# Exercise description
Each line from the one containing "rock debris field." through the final line below must be reproduced exactly, and no others.

# Extracted data
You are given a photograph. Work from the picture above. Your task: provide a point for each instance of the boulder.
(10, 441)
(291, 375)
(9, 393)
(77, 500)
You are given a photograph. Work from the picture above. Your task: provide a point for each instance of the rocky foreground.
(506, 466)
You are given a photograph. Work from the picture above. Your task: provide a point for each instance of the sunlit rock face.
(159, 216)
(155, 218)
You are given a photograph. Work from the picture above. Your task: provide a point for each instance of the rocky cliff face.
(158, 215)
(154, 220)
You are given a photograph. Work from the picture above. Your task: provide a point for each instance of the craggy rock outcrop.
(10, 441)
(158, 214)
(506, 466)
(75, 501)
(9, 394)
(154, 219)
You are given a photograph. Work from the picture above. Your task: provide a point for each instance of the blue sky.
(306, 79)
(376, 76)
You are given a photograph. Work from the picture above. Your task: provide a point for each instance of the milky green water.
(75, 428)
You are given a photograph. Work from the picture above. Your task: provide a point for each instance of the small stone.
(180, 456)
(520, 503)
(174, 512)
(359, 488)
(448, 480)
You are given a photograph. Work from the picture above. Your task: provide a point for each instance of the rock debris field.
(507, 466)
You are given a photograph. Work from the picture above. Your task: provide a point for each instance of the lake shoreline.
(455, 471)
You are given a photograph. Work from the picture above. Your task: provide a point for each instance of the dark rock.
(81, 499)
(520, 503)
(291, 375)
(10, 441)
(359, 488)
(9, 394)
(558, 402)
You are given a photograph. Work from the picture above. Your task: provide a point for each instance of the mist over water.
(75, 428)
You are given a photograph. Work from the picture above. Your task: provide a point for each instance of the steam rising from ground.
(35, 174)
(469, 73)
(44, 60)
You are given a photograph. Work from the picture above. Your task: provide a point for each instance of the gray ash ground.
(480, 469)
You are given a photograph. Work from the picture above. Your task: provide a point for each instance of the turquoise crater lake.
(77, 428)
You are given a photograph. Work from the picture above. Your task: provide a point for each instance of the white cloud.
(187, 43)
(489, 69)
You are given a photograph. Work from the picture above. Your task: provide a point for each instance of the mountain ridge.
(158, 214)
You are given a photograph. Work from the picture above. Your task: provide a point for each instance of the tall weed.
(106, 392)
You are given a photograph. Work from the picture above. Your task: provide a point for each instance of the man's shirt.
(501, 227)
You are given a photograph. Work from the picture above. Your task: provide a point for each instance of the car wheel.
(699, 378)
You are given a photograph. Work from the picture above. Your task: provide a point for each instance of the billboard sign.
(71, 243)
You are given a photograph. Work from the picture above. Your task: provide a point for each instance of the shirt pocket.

# Solution below
You are given a photograph. Work from the picture above. Your task: provide a point for each instance of the rock debris field.
(507, 466)
You are given a photograph. Work from the picture above. Your task: provide a point for each instance of the lake shoreline.
(455, 471)
You are given a photograph. Work from the picture above. Your task: provide a point for each instance of the dark rock.
(81, 499)
(520, 503)
(291, 375)
(10, 441)
(359, 488)
(9, 394)
(558, 402)
You are given a photograph. Work from the picture above. Your task: provide a point for each instance of the mist over water.
(75, 428)
You are given a photograph. Work from the picture above. Your task: provide a point for each instance of the steam rising from ground.
(35, 174)
(469, 73)
(44, 60)
You are given a photograph. Work from the picture above. Your task: provide a point for each instance of the gray ash ground.
(480, 469)
You are given a photograph. Work from the picture above. Your task: provide a point for each instance of the turquoise crater lake.
(77, 428)
You are given a photograph. Work from the picture above. Your task: provide a point for each instance of the white cloud.
(187, 43)
(489, 69)
You are given a photograph. Work from the picture above. Your task: provide a point for each instance of the mountain ridge.
(158, 214)
You are given a photograph. Work from the picture above. Your task: provide a point for each instance of the tall weed.
(106, 392)
You are given a photograph. Work from the picture above. Your task: provide a point for each instance of the man's shirt.
(501, 227)
You are given a photograph. Work from the picture above. Your task: provide a point for each instance of the car wheel.
(699, 378)
You are given a photograph. Work from the picture above. Your task: provide a point for each instance of the billboard sign.
(71, 243)
You are given a photograph. Work from the picture above. Your task: provide a point for each instance of the shirt pocket.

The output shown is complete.